Exercise description
Will you write out the data exactly, excluding every picture?

++++ Data for this task

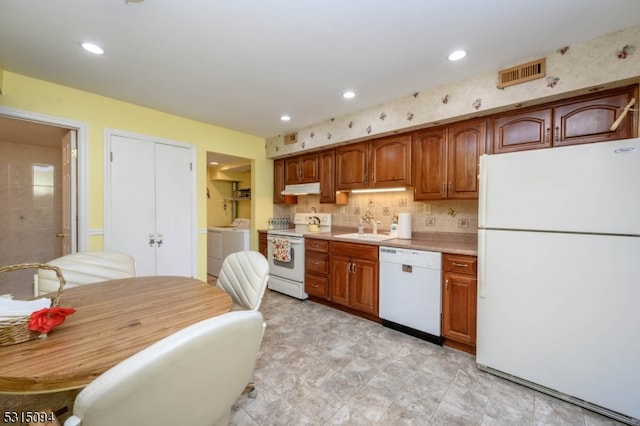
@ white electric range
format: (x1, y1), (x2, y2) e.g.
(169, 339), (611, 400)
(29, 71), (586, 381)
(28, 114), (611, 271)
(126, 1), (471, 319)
(266, 213), (332, 299)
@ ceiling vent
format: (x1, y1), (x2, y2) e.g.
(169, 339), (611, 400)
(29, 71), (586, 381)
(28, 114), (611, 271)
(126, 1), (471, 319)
(283, 132), (298, 145)
(497, 58), (546, 89)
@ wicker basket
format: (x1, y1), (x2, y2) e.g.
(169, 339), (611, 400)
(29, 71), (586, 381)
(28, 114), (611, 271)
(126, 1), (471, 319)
(0, 263), (66, 346)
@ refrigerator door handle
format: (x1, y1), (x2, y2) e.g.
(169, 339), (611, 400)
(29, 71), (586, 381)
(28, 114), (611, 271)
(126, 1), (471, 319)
(478, 155), (488, 228)
(478, 229), (486, 298)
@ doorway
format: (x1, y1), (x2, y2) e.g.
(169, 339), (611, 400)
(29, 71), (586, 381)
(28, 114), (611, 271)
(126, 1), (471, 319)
(206, 151), (252, 226)
(0, 112), (86, 298)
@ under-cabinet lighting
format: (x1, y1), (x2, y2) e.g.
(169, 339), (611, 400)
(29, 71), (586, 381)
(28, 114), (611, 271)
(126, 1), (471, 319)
(351, 187), (406, 194)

++++++++

Solution for this exercise
@ white electric range
format: (x1, y1), (x2, y2) e.g.
(169, 339), (611, 400)
(29, 71), (586, 381)
(28, 114), (611, 271)
(126, 1), (471, 319)
(266, 213), (332, 299)
@ ceiling vent
format: (x1, y1), (x2, y2) e.g.
(169, 339), (611, 400)
(29, 71), (586, 381)
(28, 114), (611, 271)
(126, 1), (471, 319)
(283, 132), (298, 145)
(497, 58), (546, 89)
@ wicker basket
format: (x1, y1), (x2, y2) e.g.
(169, 339), (611, 400)
(29, 71), (586, 381)
(28, 114), (611, 271)
(126, 1), (471, 319)
(0, 263), (66, 346)
@ refrigerator door handle
format: (x1, y1), (x2, y2) e.g.
(169, 339), (611, 400)
(29, 71), (586, 381)
(28, 114), (611, 271)
(126, 1), (471, 319)
(478, 155), (488, 228)
(478, 229), (486, 298)
@ doorway
format: (x1, y1), (x2, y2) e.g.
(169, 339), (611, 400)
(29, 71), (586, 381)
(28, 114), (611, 271)
(126, 1), (471, 319)
(206, 151), (252, 226)
(0, 112), (86, 298)
@ under-cabinet lighting
format: (x1, y1), (x2, y2) e.g.
(169, 339), (611, 400)
(29, 71), (586, 381)
(28, 114), (611, 271)
(126, 1), (471, 319)
(351, 187), (406, 194)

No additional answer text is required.